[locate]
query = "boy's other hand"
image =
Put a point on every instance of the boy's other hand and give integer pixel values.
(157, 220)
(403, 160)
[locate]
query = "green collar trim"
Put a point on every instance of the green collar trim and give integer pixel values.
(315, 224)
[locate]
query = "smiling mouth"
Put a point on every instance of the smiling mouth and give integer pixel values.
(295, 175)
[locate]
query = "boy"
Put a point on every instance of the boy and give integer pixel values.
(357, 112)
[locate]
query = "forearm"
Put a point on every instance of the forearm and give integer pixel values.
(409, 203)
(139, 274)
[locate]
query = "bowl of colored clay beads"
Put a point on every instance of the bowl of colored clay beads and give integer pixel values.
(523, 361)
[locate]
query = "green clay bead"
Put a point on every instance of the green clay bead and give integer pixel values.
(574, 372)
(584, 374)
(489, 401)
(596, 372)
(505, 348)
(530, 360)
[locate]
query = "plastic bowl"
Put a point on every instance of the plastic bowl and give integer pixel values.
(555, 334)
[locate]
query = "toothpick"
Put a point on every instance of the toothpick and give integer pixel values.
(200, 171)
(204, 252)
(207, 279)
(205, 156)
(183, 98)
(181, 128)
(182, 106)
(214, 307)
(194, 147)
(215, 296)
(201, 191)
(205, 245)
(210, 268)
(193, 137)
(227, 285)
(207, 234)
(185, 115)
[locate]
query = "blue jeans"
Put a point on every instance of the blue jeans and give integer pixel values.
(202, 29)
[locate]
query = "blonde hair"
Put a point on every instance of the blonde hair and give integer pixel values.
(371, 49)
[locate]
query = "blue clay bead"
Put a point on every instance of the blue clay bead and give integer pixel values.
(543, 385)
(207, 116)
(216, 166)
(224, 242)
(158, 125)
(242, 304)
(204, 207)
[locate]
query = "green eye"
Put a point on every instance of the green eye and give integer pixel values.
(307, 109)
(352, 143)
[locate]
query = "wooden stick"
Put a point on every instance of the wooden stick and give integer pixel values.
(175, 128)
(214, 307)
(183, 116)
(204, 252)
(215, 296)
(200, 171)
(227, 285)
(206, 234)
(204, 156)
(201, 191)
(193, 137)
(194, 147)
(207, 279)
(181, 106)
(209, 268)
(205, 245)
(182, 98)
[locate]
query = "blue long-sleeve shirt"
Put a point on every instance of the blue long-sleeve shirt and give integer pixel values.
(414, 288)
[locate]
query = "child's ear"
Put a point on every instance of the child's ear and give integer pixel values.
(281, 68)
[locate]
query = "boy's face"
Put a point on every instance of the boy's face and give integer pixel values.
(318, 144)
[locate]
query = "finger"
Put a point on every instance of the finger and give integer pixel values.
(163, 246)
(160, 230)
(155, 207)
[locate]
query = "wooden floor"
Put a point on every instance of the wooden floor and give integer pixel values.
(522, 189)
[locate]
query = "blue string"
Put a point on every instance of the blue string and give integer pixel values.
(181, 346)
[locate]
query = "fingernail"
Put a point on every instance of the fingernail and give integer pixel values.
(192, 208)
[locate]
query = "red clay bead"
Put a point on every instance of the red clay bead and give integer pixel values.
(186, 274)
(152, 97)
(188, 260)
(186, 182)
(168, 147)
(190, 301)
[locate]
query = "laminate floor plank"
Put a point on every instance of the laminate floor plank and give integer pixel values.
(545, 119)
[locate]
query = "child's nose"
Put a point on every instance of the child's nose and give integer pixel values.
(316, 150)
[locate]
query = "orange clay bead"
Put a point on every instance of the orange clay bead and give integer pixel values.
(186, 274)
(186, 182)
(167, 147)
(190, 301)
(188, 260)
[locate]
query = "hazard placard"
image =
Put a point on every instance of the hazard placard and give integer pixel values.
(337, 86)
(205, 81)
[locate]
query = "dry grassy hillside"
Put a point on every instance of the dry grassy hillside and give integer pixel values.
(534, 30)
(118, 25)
####################
What you write must be identical to the material above.

• [Exercise solution]
[locate]
query = "boy's other hand"
image =
Put a point on every instance of the boy's other hand and give integer pixel values.
(157, 220)
(403, 160)
[locate]
query = "green collar trim"
Put a point on every instance of the green collar trim and give integer pixel values.
(315, 224)
[locate]
query = "smiling mouth"
Put a point on every instance of the smiling mouth and give integer pixel values.
(295, 175)
[locate]
query = "boy"
Put a point on every instance of the boy and give integer pixel values.
(357, 112)
[locate]
query = "forearm"
Put a point on every instance of the forearm and give integer pixel values.
(409, 203)
(139, 274)
[locate]
query = "bowl of colored clay beads"
Put a point on every instance of the bowl of colored clay beads and give integer pixel values.
(523, 361)
[locate]
query = "green clay bead"
Put a point on every instance of the green clay bead and give integer pixel values.
(574, 372)
(584, 374)
(489, 401)
(596, 372)
(505, 348)
(530, 360)
[locate]
query = "plastic bowl"
Put a point on every instance of the plastic bowl and give integer pixel values.
(555, 334)
[locate]
query = "toothpick"
Put a point on every instance of the toothpick and give integer pixel values.
(200, 171)
(204, 252)
(207, 279)
(205, 156)
(183, 98)
(181, 128)
(182, 106)
(214, 307)
(194, 147)
(215, 296)
(201, 191)
(205, 245)
(210, 268)
(193, 137)
(227, 285)
(207, 234)
(185, 115)
[locate]
query = "blue jeans"
Put a point on every instance of the blue jeans and give integer pixel values.
(202, 29)
[locate]
query = "blonde hair"
Put a point on every instance of the blonde hair and give integer pixel values.
(371, 49)
[locate]
query = "blue clay bead"
Put a point on every instance of the blue clay bead and give integer pixel values.
(543, 385)
(207, 116)
(216, 166)
(224, 242)
(158, 125)
(242, 304)
(204, 207)
[locate]
query = "green eye"
Put a point on every instance of the green eye and give integer pixel values.
(307, 109)
(352, 143)
[locate]
query = "wooden stick"
Put a point on every instance of the wooden stick and give integer pixel values.
(175, 128)
(214, 307)
(183, 116)
(204, 252)
(215, 296)
(200, 171)
(227, 285)
(206, 234)
(204, 156)
(201, 191)
(193, 137)
(194, 147)
(207, 279)
(181, 106)
(209, 268)
(205, 245)
(182, 98)
[locate]
query = "blue long-sleeve shirt"
Put a point on every instance of the blue long-sleeve shirt and give integer pixel values.
(414, 288)
[locate]
query = "child's ear"
Put a point on every instance of the child's ear and give integer pixel values.
(281, 68)
[locate]
query = "boy's face"
Put a point on every instance of the boy's face and give integer pixel values.
(318, 144)
[locate]
query = "finger"
Put a point on every instance of the finger and give integer pixel values.
(163, 246)
(160, 230)
(155, 207)
[locate]
query = "wooden floor"
Put a point on every instance of the wooden floor and give integer pixel values.
(522, 189)
[locate]
query = "blue string"
Put a point on every instance of the blue string and give integer pixel values.
(181, 346)
[locate]
query = "fingernail"
Put a point on every instance of the fingernail and give integer pixel values.
(192, 208)
[locate]
query = "red clay bead"
Put a point on every instance of the red clay bead and give integer pixel values.
(186, 274)
(152, 97)
(188, 260)
(186, 182)
(168, 147)
(190, 301)
[locate]
query = "laminate floor plank"
Put a point on every instance of the laminate floor plank and give integer pixel values.
(545, 119)
[locate]
query = "child's nose"
Put a point on every instance of the child's nose and give integer pixel values.
(316, 150)
[locate]
query = "orange clay bead"
Put a point on every instance of the orange clay bead and give integer pixel values.
(186, 274)
(186, 182)
(167, 147)
(190, 301)
(188, 260)
[locate]
query = "hazard placard"
image =
Put a point on every instance of the hazard placard and give integer pixel values.
(337, 86)
(205, 81)
[locate]
query = "dry grassy hillside"
Put a point on every instance of the dry grassy hillside and give integer pixel values.
(534, 30)
(118, 25)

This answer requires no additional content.